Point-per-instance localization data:

=== Section Start ===

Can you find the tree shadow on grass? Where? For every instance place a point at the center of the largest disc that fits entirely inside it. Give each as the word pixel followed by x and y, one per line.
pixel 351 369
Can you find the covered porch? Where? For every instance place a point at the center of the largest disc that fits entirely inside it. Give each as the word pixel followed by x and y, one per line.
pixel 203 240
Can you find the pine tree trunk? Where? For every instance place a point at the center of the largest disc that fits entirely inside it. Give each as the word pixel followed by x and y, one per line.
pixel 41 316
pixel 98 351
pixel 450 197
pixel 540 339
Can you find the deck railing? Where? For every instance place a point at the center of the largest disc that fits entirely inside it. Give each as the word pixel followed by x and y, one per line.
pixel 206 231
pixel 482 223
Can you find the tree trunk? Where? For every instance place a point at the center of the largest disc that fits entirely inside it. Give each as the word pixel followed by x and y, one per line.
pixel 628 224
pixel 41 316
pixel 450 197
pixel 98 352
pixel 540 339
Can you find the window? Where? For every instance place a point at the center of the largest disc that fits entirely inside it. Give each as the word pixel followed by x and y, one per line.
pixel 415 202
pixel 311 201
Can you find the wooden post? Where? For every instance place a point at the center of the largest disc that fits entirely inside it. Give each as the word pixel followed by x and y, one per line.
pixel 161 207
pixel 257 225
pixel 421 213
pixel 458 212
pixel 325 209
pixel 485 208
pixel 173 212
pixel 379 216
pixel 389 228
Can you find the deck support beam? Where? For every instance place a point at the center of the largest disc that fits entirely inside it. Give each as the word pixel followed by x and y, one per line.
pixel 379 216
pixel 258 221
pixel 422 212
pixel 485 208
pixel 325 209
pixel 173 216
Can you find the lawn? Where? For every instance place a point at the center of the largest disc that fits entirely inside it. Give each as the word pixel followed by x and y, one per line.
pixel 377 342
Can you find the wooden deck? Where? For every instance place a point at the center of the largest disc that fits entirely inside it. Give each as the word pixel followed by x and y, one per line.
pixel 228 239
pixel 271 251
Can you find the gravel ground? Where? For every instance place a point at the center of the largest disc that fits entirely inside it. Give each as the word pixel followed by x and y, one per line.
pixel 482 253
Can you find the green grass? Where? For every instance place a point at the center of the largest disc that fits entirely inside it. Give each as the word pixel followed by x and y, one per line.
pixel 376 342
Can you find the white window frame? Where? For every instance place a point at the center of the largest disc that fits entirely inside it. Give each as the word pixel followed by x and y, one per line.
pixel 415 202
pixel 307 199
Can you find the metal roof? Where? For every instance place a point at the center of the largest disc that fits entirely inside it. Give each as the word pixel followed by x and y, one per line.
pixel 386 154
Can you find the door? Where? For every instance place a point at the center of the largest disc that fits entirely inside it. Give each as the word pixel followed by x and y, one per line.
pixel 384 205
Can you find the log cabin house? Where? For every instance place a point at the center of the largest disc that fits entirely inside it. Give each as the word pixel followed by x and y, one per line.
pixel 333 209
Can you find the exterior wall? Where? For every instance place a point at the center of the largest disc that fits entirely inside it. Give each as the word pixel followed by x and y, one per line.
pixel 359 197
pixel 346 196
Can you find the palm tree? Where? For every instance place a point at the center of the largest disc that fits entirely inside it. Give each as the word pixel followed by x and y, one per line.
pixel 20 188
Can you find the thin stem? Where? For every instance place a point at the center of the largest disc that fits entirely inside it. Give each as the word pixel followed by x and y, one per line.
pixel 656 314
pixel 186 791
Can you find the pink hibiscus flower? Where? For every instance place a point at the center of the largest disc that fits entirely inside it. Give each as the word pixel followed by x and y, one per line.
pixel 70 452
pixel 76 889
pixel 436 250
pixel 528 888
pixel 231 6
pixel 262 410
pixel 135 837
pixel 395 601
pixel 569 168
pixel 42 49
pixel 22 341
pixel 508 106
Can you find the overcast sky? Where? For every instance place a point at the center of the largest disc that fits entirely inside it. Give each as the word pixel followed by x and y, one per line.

=== Section End ===

# [Exercise details]
In full and without alteration, copy the entries.

# [Exercise response]
Can you find the tree shadow on grass? Where? For every instance place a point at the center of the largest disc that fits entirely inside it. Give each as the word pixel followed by x and y, one per line.
pixel 351 369
Can you find the covered porch? Where? For every instance place a point at the center of the largest disc that fits entirely inside it. Give each as the word pixel followed by x and y, one per line.
pixel 203 240
Can you find the pine tree trunk? Where? For every instance place a point at the center of the largest disc that fits entirely inside it. Give each as the word pixel followed by x and y, one per line.
pixel 41 316
pixel 98 351
pixel 450 197
pixel 540 339
Can you find the deck railing? Where? For every instance place a point at the center of the largest disc that fits entirely inside it. Give each as the word pixel followed by x and y, one per line.
pixel 206 231
pixel 482 223
Can you find the tree trunk? Where? For every instance place a point at the center of the largest disc that fits entirely inside it. Give each as the word pixel followed by x and y, one per line.
pixel 628 224
pixel 41 316
pixel 450 197
pixel 98 352
pixel 540 339
Can you find the window? Where? For every instance place a point at the center of the largest disc that fits entirely inside it. Give each as the word pixel followed by x and y, one per line.
pixel 415 202
pixel 311 201
Can you find the wooden post? Where? For every instance place a point at the center of the largest disc that fits entirely inside it. Give each as the word pixel followed by x and y, one per line.
pixel 161 207
pixel 257 225
pixel 421 213
pixel 458 212
pixel 325 209
pixel 485 208
pixel 173 212
pixel 379 216
pixel 389 228
Can you find the deck support beam? Where? For every instance place a point at the center of the largest disc that fits entirely inside it. Give each as the word pixel followed by x and y, one per line.
pixel 379 216
pixel 258 221
pixel 422 212
pixel 485 208
pixel 325 209
pixel 173 216
Can you find the lawn? Where? For every instance place a point at the center of the largest disc that fits entirely inside it. Give each as the word pixel followed by x and y, one per line.
pixel 377 342
Can you find the wooden deck? Where? For every instance place a point at the center of the largest disc that fits entirely inside it. Give each as the word pixel followed by x and y, one per line.
pixel 228 239
pixel 271 251
Can you find the gravel ground? Where? For every instance place a point at the center of the largest disc that fits entirely inside it. Give each as the word pixel followed by x and y, one per line.
pixel 482 253
Can you find the green grass? Where? For every instance place a point at the center of the largest disc that fits entirely inside it. Give each as the word pixel followed by x and y, one per line.
pixel 376 342
Can you find the white window frame? Where? For every instance place a point at the center of the largest disc that fits entirely inside it. Give each as the word pixel followed by x and y, one per line.
pixel 415 202
pixel 307 199
Can you find the metal roof? Where? For every instance place a point at the center of the largest disc that fits entirely inside it. Give each as the word pixel followed by x and y, one per line.
pixel 386 154
Can you find the door? Where? For every instance place a point at the center of the largest disc that fits entirely inside it. Give each as the word pixel followed by x and y, one per line.
pixel 384 205
Can you find the log cabin house? Where? For every instance place a point at the center of the largest disc that fits entirely inside it. Give each as the word pixel followed by x and y, one per line.
pixel 333 209
Can you find the exterior wall? Where? For every instance place a point at the center of the largest disc that fits entirely inside it. Give each as the word pixel followed by x and y, one per line.
pixel 359 197
pixel 346 196
Can you find the palm tree? Where? For every instance place a point at the center of the largest disc that fits entirely inside it. Give each as the word pixel followed by x and y, one per line.
pixel 20 188
Can you find the thin stem? Where? For every instance place a point at the center of the largest disc that fits entirely inside it. Give each as the word pixel followed by x and y, one per line.
pixel 656 314
pixel 186 791
Can you find the pink hibiscus flower? Where? For every instance place a point at the center of the largest disc that fits entirely inside it. Give each as the word pixel followed by x and y, one per line.
pixel 70 452
pixel 76 889
pixel 436 250
pixel 528 888
pixel 231 6
pixel 262 410
pixel 135 837
pixel 395 601
pixel 569 168
pixel 42 49
pixel 22 341
pixel 508 106
Can you find the overcast sky? Where? For every instance place a point at the center of the largest disc that fits entirely inside it. Give each as the word pixel followed by x and y, one per line.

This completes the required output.